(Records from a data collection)
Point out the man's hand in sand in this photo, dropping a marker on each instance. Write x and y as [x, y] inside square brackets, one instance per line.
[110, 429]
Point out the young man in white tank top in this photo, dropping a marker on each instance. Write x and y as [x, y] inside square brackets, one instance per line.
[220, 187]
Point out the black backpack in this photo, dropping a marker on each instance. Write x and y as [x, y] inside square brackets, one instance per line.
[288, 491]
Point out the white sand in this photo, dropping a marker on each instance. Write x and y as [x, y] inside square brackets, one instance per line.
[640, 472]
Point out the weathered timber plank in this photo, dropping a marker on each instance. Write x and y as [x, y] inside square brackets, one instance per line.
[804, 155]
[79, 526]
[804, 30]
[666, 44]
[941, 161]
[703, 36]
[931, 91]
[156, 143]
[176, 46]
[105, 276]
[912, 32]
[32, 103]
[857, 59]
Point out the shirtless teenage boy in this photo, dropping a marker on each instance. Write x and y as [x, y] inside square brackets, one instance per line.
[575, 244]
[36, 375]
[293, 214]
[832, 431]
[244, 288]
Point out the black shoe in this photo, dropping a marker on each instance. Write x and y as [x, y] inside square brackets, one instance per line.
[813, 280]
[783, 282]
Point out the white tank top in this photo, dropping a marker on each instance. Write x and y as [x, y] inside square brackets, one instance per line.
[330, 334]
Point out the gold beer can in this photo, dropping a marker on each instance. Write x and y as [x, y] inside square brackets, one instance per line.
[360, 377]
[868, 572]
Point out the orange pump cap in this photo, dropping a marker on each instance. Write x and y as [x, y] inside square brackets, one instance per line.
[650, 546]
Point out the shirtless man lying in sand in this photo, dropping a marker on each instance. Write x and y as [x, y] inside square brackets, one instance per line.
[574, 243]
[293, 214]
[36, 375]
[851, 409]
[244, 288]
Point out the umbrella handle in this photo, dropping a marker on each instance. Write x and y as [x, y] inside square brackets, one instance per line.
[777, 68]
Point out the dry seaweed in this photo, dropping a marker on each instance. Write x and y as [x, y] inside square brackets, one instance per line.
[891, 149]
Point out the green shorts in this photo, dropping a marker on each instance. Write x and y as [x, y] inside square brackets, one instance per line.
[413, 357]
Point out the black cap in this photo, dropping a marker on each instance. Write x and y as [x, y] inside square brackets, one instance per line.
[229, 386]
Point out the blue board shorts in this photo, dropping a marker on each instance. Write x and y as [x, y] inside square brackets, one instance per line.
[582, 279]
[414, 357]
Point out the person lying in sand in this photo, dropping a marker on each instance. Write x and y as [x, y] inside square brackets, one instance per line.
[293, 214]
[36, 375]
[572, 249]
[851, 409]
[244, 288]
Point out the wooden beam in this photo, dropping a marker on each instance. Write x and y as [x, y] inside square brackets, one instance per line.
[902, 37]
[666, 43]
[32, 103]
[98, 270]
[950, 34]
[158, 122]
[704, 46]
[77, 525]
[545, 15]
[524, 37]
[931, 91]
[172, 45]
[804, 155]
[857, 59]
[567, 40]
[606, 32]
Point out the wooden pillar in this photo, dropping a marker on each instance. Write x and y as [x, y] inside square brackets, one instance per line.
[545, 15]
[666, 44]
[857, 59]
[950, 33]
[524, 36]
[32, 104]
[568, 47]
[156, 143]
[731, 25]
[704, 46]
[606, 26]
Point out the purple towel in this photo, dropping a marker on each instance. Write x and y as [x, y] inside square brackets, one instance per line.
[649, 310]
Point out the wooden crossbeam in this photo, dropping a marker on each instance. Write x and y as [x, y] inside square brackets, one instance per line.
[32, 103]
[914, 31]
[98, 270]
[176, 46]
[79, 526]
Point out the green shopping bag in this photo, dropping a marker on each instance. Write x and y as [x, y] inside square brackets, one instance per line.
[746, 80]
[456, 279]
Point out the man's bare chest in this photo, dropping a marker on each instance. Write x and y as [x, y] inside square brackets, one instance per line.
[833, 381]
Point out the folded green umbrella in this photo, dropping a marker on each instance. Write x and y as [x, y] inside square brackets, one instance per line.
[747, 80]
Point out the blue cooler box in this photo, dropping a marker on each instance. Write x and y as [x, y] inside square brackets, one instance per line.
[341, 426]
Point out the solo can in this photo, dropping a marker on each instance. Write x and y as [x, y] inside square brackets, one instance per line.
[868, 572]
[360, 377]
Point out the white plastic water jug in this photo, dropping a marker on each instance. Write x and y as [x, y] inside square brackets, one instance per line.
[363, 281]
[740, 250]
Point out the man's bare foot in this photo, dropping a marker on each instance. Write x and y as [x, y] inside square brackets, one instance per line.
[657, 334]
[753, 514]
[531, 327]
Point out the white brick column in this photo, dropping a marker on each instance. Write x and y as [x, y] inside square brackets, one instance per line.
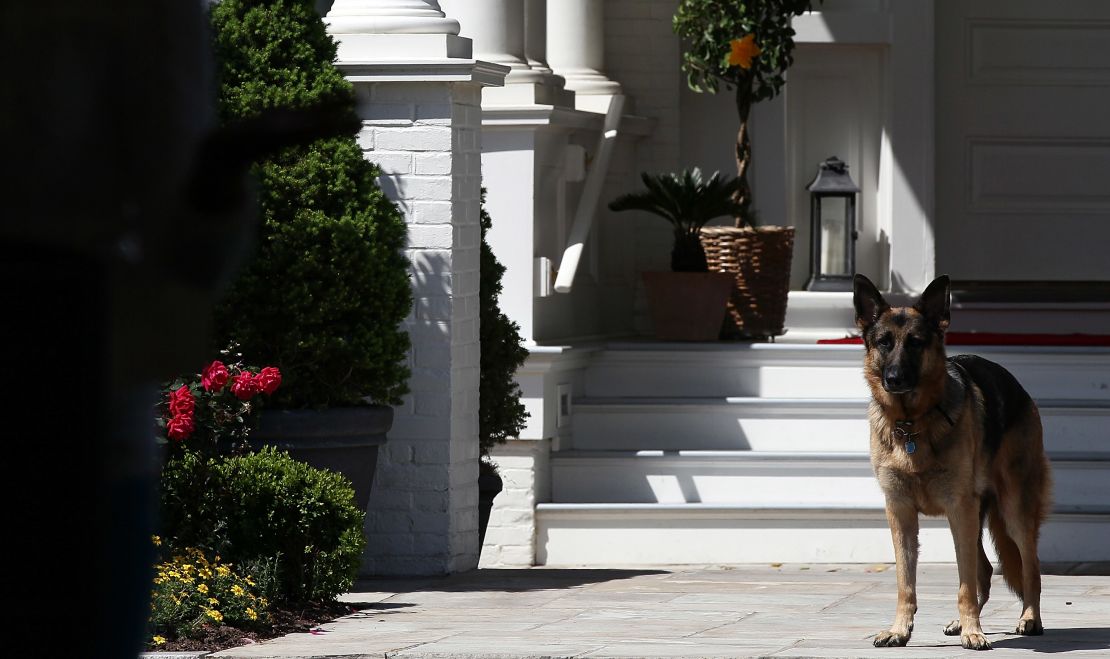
[576, 51]
[422, 125]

_PROBLEM REQUIREMENTS:_
Render all of the material above as a JSON list of strings, with one string for each line. Omit blank lines and leave the pictures out.

_SOLUTION TO THE PROBLEM:_
[
  "Point out the man's hand in sand in this photo, dropping a marker on each instance. Write x and y as [x, y] inside square brackets, one instance per line.",
  "[110, 429]",
  "Point out the young man in white tank top in this photo, dropping a marker on each instance. Write x and y as [x, y] inside square brackets, one instance per line.",
  "[220, 187]",
  "Point out the black backpack in this photo, dropping a marker on each instance. Write x and y as [x, y] inside square brackets, one instance per line.",
  "[288, 491]",
  "Point out the white sand in this photo, dropping a marker on each instance. Write x and y as [x, y] inside square brackets, one instance per line.",
  "[640, 472]",
  "Point out the weathered timber plank in this photo, dropping a marker on each instance. Write x and y as [x, y] inside square brackets, one instance per line.",
  "[804, 155]",
  "[79, 526]",
  "[804, 30]",
  "[666, 44]",
  "[941, 161]",
  "[703, 36]",
  "[931, 91]",
  "[156, 143]",
  "[176, 46]",
  "[105, 276]",
  "[912, 32]",
  "[32, 103]",
  "[857, 59]",
  "Point out the shirtless teenage boy in this photo, dropping a marker on each instance. Write x and y as [x, y] inside square brackets, one instance per line.",
  "[575, 244]",
  "[36, 375]",
  "[293, 214]",
  "[832, 431]",
  "[244, 288]",
  "Point out the black shoe in this photo, dropping a marker on each instance. Write x and y as [x, y] inside square brackets, one instance per line.",
  "[813, 280]",
  "[783, 282]",
  "Point out the white tank top in this photo, dropping a marker on each instance. Write x and y as [x, y] inside square brackets, one instance per line.",
  "[330, 334]",
  "Point out the gold beer can in this photo, dropping a marker on each instance. Write x and y as [x, y] inside square brackets, one instance per line.",
  "[360, 377]",
  "[868, 572]",
  "Point out the orange pump cap in this photo, dropping a marker on each instance. Write x and y as [x, y] inside square brackets, one instance per line.",
  "[650, 546]",
  "Point out the shirtless man lying in sand in this photo, dropping a marker on each instance. Write x and y as [x, y] inside square brackets, one instance per line.",
  "[574, 243]",
  "[293, 214]",
  "[36, 375]",
  "[851, 409]",
  "[244, 288]",
  "Point out the umbrella handle in this photo, dropping a marker on each instance. Write x and y as [x, y] inside square brackets, one instance per line.",
  "[777, 68]",
  "Point out the dry seaweed in this photo, dropping a marker on each instance. Write x and y as [x, y] inside square brackets, one instance per line.",
  "[891, 149]",
  "Point out the green shorts in this photo, dropping a marker on each instance. Write x and y as [x, y] inside square brackets, one instance per line.",
  "[413, 357]",
  "Point out the black cap in this photo, dropping a marker on each instance. Write x and y as [x, y] inside square brackets, one instance per line.",
  "[229, 386]",
  "Point out the blue board shorts in this photo, dropping a marker on each instance. Write x and y as [x, y] inside square brackets, one instance per line.",
  "[582, 279]",
  "[414, 357]",
  "Point out the person lying in sand in this photo, dropping a marker on each instance. Write x and y as [x, y] inside square brackets, one instance per line.",
  "[293, 214]",
  "[36, 375]",
  "[572, 249]",
  "[851, 409]",
  "[244, 288]",
  "Point out the wooden beam in this photo, dropping a marker on each instance. Write x and y as [x, y] inside square brackets, one instance per line.",
  "[902, 37]",
  "[666, 43]",
  "[32, 103]",
  "[98, 270]",
  "[950, 34]",
  "[158, 122]",
  "[704, 46]",
  "[77, 525]",
  "[545, 15]",
  "[524, 37]",
  "[931, 91]",
  "[172, 45]",
  "[804, 155]",
  "[857, 59]",
  "[567, 40]",
  "[606, 32]",
  "Point out the wooden pillar in this photo, dropping a marker on each instance. Write x and y as [x, y] inside square brackets, one instance per line.",
  "[545, 15]",
  "[666, 44]",
  "[857, 59]",
  "[950, 33]",
  "[524, 36]",
  "[32, 104]",
  "[568, 47]",
  "[156, 143]",
  "[731, 25]",
  "[704, 46]",
  "[606, 26]",
  "Point out the purple towel in this photo, dropping a marker on each instance. Write x and y as [x, y] inside square brackets, one instance per line.",
  "[649, 310]",
  "Point out the wooden crossbeam in this photo, dropping a marker on each instance. Write x and y as [x, y] inside square brackets, one instance per line.",
  "[32, 103]",
  "[914, 31]",
  "[98, 270]",
  "[176, 46]",
  "[79, 526]",
  "Point out the green shopping bag in this photo, dropping a marker on each instance. Write x and y as [x, y] inside square brackets, one instance per line.",
  "[746, 80]",
  "[456, 279]",
  "Point out the man's bare chest in this photo, dropping a marker on each instance. Write x and y as [x, y] inside square brackets, one instance per line.",
  "[833, 381]",
  "Point out the folded green umbrella in this photo, dropping a marker on each instance. Write x and y as [x, y] inside square brackets, one instance per line.",
  "[747, 80]",
  "Point out the blue cooler box in this photo, dropping a marker on each instance. Write x and y as [x, y] inside square brackets, one instance per line.",
  "[341, 426]",
  "Point out the solo can in this photo, dropping a marker on each instance. Write x and y as [x, y] inside square brackets, one instance per line.",
  "[868, 572]",
  "[360, 377]",
  "Point out the white plastic water jug in this photo, dropping a marker on each instance. Write x and y as [x, y] inside square brackets, one instance per line.",
  "[363, 281]",
  "[740, 250]",
  "Point out the man's bare foot in this photo, dropping a marker on each instance. Write x and y as [x, y] inside square brackets, one instance per line.",
  "[657, 334]",
  "[753, 514]",
  "[531, 327]",
  "Point out the white brick column in this photo, dropping a marker on each instance. Write x and y as [x, y] inside square brackets, one instance per line.",
  "[576, 51]",
  "[422, 125]"
]